▶ WORK TO BE COMPLETED
Rewrite the lines from the one with "Can you find the colorful" to the one with "[[388, 822]]" as a JSON list of strings, one string per line, leaving out any blank lines.
----------
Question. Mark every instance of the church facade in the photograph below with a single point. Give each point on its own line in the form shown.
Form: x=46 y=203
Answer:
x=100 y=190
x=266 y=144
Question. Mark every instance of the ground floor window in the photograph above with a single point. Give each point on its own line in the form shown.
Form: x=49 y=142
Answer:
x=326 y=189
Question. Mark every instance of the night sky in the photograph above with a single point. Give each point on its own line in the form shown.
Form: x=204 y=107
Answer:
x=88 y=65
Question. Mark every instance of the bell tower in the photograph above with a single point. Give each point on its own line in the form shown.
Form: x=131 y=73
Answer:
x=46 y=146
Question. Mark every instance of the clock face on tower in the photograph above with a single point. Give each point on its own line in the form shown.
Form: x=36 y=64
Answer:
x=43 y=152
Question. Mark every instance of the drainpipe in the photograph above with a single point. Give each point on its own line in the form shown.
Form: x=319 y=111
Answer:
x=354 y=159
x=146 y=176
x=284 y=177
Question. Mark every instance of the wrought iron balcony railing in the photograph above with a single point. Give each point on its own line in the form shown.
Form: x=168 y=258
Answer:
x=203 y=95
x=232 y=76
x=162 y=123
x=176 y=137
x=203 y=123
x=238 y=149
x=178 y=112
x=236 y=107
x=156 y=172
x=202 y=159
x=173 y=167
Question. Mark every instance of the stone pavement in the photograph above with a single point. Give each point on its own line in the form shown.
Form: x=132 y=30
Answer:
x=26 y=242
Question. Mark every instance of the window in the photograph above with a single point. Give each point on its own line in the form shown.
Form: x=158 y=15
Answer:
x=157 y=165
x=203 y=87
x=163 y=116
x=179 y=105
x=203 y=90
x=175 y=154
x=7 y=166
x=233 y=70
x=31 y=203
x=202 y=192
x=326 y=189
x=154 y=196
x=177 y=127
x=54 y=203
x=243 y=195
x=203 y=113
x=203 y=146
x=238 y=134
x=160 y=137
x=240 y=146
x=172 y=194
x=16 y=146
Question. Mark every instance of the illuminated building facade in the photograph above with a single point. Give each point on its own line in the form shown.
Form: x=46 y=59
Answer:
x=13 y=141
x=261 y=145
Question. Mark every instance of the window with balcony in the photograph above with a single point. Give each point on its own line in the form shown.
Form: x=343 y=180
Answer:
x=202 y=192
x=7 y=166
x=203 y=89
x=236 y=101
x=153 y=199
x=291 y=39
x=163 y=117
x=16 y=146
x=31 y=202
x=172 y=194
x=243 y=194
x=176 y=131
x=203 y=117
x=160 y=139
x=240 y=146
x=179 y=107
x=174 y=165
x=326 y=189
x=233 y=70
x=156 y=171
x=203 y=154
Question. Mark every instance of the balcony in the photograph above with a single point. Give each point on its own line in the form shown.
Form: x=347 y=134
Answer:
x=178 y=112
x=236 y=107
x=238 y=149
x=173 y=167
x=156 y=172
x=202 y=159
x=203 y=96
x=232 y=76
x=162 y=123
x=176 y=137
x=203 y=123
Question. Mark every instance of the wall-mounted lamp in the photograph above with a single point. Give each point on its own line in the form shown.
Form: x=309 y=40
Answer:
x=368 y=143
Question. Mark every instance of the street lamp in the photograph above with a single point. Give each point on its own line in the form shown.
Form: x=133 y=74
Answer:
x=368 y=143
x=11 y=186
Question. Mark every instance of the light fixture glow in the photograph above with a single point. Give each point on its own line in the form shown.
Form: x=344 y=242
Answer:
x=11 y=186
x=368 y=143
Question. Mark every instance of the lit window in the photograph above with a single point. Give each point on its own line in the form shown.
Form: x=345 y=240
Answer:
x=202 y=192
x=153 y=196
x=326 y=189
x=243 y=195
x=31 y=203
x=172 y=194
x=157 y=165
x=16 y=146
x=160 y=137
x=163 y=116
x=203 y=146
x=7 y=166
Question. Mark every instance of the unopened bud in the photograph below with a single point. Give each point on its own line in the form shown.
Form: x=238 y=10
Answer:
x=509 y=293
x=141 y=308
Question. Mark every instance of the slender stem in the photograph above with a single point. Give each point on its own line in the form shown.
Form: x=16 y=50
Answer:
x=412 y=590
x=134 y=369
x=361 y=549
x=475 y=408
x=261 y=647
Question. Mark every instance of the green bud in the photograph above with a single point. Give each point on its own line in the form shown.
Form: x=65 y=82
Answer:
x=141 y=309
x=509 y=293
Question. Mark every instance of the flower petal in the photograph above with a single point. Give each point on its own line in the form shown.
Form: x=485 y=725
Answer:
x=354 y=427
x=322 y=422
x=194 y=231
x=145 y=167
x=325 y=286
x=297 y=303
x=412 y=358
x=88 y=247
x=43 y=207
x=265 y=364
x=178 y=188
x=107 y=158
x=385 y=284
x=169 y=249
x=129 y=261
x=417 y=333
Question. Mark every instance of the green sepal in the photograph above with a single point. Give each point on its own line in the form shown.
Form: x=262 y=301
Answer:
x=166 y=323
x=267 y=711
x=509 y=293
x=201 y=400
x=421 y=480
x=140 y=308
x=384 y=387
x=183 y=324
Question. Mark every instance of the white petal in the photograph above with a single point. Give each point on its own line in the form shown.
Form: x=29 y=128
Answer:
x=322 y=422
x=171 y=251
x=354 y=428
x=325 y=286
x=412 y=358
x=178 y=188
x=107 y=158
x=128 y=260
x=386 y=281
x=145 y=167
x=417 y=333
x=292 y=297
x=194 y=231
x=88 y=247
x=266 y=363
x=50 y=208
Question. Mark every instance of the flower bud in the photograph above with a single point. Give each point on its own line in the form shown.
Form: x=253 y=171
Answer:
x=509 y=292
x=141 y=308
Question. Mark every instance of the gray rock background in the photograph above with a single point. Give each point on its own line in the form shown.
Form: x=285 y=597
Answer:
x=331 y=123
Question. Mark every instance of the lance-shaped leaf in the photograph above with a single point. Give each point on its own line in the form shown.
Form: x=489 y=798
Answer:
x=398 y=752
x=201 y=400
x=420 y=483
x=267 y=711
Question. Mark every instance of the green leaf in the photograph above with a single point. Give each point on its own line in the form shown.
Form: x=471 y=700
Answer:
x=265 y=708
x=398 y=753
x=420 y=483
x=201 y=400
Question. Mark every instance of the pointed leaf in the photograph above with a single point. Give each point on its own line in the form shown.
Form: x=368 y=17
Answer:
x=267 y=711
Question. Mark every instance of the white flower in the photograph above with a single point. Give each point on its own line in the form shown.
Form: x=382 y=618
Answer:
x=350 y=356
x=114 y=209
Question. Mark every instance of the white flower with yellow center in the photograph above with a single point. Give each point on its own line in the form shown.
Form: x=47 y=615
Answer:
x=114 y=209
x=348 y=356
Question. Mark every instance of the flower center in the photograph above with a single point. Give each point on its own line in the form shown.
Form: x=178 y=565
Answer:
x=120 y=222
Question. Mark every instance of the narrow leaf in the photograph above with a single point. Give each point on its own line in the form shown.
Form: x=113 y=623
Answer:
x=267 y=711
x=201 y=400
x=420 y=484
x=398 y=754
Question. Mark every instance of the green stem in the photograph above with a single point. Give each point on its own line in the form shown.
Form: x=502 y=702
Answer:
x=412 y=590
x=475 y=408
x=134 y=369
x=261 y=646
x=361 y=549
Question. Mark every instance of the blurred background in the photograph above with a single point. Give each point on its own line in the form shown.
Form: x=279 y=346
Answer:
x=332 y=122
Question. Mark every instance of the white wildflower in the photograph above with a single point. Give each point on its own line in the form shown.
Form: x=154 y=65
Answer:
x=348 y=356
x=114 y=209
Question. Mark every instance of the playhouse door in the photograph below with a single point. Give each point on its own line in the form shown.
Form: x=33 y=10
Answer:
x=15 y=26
----------
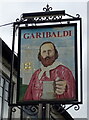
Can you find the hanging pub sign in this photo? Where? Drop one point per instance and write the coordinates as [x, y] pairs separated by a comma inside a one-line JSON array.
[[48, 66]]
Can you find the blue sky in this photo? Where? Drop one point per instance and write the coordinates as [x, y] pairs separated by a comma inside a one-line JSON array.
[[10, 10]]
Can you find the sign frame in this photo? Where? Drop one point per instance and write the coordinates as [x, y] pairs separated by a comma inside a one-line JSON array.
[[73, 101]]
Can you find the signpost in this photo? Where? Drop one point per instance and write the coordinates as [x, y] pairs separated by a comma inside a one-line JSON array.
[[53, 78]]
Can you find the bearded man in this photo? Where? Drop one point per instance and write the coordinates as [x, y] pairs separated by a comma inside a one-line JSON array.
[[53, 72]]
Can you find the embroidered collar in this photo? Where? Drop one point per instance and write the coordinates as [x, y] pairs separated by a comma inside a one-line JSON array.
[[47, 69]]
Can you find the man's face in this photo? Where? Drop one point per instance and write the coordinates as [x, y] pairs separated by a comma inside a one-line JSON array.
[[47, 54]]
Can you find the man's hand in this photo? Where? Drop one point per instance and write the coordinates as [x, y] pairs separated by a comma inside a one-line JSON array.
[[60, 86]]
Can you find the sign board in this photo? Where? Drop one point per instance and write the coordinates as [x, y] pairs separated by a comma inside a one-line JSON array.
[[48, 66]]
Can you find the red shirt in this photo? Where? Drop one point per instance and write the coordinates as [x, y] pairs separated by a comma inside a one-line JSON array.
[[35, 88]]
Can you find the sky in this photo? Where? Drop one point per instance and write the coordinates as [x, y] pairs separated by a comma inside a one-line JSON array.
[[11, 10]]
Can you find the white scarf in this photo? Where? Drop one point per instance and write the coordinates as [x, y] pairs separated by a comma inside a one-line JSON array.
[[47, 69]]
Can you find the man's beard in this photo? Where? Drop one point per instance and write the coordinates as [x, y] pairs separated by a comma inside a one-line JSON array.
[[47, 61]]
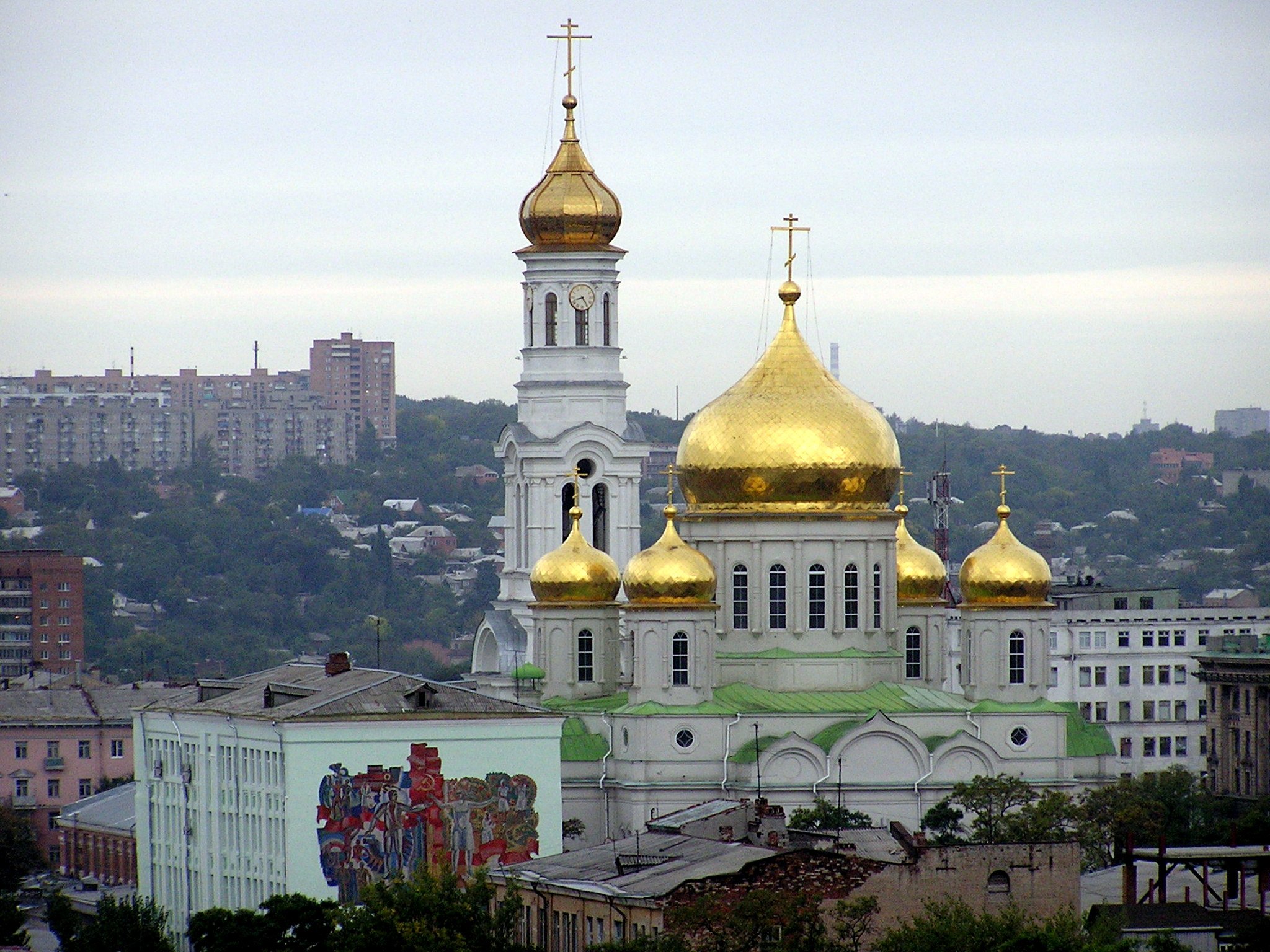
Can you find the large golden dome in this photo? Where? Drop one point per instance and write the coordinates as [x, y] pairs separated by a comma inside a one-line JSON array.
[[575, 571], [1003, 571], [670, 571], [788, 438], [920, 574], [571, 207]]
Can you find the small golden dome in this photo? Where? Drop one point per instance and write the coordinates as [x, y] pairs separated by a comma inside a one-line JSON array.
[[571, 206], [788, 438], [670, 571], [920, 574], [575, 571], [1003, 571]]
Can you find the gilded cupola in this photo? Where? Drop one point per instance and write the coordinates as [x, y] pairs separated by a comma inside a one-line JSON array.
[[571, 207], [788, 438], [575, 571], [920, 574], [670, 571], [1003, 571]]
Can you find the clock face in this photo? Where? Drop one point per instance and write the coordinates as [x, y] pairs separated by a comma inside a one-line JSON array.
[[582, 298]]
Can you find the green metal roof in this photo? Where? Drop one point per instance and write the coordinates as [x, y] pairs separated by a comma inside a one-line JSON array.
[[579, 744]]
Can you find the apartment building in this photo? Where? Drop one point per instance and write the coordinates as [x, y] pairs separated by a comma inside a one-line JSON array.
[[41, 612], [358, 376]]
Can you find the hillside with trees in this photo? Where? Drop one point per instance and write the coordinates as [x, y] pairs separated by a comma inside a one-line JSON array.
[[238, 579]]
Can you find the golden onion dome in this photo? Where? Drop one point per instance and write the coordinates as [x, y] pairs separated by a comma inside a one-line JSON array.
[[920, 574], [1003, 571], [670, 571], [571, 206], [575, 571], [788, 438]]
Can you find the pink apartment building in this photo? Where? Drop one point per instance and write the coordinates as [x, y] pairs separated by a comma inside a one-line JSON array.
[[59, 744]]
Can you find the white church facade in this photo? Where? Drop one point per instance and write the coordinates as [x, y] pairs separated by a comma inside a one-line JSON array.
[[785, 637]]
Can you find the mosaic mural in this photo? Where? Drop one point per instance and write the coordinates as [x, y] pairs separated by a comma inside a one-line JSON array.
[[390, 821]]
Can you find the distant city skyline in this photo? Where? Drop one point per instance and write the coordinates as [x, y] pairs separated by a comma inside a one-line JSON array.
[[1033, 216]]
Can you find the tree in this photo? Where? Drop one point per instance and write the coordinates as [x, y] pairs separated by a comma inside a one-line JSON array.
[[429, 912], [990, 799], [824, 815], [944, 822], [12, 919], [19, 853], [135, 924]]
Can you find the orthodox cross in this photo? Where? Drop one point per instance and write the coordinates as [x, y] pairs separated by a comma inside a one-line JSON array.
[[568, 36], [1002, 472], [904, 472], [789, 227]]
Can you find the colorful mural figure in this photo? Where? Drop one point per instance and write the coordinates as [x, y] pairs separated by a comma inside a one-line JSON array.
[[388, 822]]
----------
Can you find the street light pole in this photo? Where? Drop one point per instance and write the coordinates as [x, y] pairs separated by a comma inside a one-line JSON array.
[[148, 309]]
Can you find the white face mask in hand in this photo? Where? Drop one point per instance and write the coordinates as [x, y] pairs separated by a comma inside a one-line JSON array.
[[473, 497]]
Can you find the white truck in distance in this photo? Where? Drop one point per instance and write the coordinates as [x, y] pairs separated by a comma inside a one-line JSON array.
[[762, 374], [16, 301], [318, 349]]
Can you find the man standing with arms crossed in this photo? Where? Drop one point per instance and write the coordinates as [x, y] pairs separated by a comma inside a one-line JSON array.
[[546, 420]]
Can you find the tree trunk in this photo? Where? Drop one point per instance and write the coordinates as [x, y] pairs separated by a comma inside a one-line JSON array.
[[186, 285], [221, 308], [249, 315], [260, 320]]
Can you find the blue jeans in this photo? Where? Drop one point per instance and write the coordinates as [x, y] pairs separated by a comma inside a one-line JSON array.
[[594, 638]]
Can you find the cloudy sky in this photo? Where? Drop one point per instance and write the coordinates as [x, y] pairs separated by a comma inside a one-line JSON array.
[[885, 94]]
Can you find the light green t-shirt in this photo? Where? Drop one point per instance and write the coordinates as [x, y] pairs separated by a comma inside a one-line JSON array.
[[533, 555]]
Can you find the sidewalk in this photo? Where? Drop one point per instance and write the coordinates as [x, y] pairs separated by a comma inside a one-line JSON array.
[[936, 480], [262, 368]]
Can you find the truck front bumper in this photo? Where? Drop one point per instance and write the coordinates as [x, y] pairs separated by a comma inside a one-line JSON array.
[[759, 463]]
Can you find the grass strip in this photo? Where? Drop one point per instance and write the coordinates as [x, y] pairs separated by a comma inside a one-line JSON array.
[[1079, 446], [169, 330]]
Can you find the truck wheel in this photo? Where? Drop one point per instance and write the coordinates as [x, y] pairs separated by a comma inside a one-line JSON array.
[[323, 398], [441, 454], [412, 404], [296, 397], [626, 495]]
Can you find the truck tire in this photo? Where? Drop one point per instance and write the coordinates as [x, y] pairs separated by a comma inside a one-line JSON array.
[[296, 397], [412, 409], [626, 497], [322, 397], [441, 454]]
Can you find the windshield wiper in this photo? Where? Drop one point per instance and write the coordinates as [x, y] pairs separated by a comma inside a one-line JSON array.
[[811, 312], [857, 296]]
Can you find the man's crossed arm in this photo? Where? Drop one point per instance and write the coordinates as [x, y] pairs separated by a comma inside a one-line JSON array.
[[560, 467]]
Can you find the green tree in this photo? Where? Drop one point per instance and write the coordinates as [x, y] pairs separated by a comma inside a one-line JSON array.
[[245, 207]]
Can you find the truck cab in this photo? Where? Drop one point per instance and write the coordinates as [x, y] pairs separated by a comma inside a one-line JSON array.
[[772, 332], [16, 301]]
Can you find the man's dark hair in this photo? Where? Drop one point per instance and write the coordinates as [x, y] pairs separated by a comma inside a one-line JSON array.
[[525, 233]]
----------
▶ SOLUTION FOR THIS EXERCISE
[
  "Can you find the colorful mural figure in this photo? Where? Drop one point per instance and write the coordinates as [x, y] pairs separated by a comma inside a one-line JSON array.",
  "[[388, 822]]"
]